-- TESTO DI LETTURA --

####################

I 7 giorni in cui Irma Bandiera morì e vinse
Irma Bandiera, apparteneva a una famiglia agiata di Bologna, ma decise di appartenere anche alla VII° Brigata Gap: con coraggio e fortissima determinazione – quella che arriva dal profondo quando ci si rende conto che “starne fuori e guardare” diventano azioni di colpevole omissione e complicità – si unì alla Resistenza come staffetta partigiana.
Il suo nome di battaglia era Mimma.
Nell’agosto del 1944, ritornando da una missione a Castelmaggiore, dove aveva portato delle armi ai suoi compagni nella base della Brigata, incontrò, sulla strada di Funo, un gruppo di militari nazisti. Vi fu uno scontro a fuoco, venne fatta prigioniera e, per farla parlare, consegnata nelle mani di una Compagnia fascista del territorio.
Chissà quegli uomini cosa pensarono: fedeli credenti della sopprafazione di genere, della forza e del coraggio esclusive caratteristiche biologiche di un solo sesso; chissà cosa pensarono… che magari fosse un compito facile vincere la resistenza di un corpo pensato debole e bisognoso di protezione, di una mente considerata fluttuante e suggestionabile.
Sì, certamente pensarono di dover svolgere un compito facile: questione di qualche ora, di poche ore, un giorno a pensare in lungo.
Mimma venne torturata per una settimana.
Sette giorni: un giorno, due giorni, tre giorni, quattro giorni, cinque giorni, sei giorni, sette giorni. Il tempo scorre diversamente a pensare e pronunciare i giorni uno per uno.
Il tempo attraversò e trafisse Mimma frazionando i giorni le ore e i minuti in istanti di devastante attesa, istanti di dolore, istanti vissuti con la certezza che la fine fosse vicina.
Un tempo comunque impensato per quegli uomini, impensabile per me che non riesco a star ferma col pensiero su quei suoi momenti, la mia mente scappa impaurita.
Non resisto.
Portava con sé dei documenti cifrati Mimma, e i suoi torturatori le chiedevano i nomi dei suoi compagni, che lei per sette giorni non svelò. Niente di niente. La ferocia di quegli uomini crebbe e si fece più devastante: venne accecata. Il buio arrivò ma lei non parlò.

####################

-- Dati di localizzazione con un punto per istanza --
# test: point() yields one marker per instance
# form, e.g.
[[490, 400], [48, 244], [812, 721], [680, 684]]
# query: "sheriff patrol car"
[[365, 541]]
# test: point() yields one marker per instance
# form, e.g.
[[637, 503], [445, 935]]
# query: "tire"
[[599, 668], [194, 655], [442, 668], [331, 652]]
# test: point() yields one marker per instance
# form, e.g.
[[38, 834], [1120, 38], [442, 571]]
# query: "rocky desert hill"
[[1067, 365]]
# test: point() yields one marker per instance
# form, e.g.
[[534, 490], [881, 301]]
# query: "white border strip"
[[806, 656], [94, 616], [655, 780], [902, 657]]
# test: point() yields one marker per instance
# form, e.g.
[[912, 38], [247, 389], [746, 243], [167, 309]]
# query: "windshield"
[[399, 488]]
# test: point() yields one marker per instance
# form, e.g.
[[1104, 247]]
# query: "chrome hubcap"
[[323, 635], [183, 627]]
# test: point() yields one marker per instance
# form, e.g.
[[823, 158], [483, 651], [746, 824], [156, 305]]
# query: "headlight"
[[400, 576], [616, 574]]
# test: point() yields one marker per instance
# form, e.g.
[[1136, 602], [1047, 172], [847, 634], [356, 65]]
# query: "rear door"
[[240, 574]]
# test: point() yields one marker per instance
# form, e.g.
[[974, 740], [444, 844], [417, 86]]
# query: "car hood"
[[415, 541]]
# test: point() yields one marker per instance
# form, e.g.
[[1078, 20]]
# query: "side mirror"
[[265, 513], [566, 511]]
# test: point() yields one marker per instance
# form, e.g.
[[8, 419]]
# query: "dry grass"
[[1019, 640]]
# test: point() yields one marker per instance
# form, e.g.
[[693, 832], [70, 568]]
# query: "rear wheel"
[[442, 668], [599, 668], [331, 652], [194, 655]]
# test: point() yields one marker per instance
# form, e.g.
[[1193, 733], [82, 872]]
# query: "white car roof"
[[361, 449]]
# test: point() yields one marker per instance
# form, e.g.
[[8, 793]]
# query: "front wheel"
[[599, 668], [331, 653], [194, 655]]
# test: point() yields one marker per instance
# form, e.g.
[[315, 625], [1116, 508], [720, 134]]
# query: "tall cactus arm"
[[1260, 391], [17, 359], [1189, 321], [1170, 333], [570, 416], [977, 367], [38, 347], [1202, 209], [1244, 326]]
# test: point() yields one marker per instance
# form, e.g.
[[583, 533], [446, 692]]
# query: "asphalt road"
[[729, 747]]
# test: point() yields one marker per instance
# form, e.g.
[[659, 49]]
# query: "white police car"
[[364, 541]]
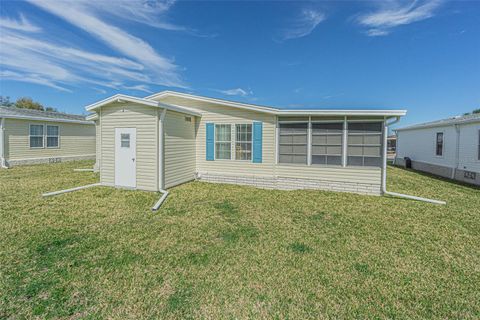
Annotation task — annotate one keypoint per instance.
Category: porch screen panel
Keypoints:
(327, 143)
(293, 143)
(364, 144)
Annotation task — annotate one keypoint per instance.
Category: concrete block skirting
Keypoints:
(284, 183)
(19, 162)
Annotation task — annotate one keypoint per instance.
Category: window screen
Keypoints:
(439, 144)
(36, 136)
(364, 144)
(223, 141)
(293, 143)
(52, 137)
(327, 143)
(243, 142)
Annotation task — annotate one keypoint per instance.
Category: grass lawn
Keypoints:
(224, 251)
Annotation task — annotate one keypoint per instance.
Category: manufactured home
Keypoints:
(170, 138)
(449, 148)
(33, 136)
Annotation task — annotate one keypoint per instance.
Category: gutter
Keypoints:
(2, 144)
(384, 172)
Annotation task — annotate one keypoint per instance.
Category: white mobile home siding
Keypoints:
(420, 144)
(179, 148)
(145, 120)
(75, 140)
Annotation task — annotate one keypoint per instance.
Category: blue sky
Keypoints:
(420, 55)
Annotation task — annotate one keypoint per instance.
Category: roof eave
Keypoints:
(436, 125)
(46, 119)
(389, 113)
(142, 101)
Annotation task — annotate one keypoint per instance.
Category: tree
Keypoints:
(28, 103)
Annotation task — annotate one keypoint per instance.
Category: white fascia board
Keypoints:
(436, 125)
(46, 119)
(388, 113)
(142, 101)
(214, 100)
(280, 112)
(173, 107)
(92, 117)
(120, 98)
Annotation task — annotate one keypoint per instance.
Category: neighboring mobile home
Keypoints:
(169, 138)
(448, 148)
(33, 136)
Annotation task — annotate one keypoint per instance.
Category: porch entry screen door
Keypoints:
(125, 157)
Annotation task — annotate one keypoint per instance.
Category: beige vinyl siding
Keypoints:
(145, 120)
(179, 148)
(74, 140)
(220, 114)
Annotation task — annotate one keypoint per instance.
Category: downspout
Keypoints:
(2, 144)
(457, 151)
(161, 163)
(384, 171)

####################

-- CONSEGNE DEGLI ESERCIZI --
**A)** Nel testo su Irma Bandiera, qual era il suo nome di battaglia?
**B)** Riscrivi la parte del testo su Irma Bandiera che parte dalle parole "Chissà quegli uomini" e si ferma dopo "pensare in lungo.", sostituendo "compito facile" con "lavoro semplice".
I record non hanno alcun legame con il testo.

-- SOLUZIONI DEGLI ESERCIZI --
**A)** Mimma.

**B)**
Chissà quegli uomini cosa pensarono: fedeli credenti della sopprafazione di genere, della forza e del coraggio esclusive caratteristiche biologiche di un solo sesso; chissà cosa pensarono… che magari fosse un lavoro semplice vincere la resistenza di un corpo pensato debole e bisognoso di protezione, di una mente considerata fluttuante e suggestionabile.
Sì, certamente pensarono di dover svolgere un lavoro semplice: questione di qualche ora, di poche ore, un giorno a pensare in lungo.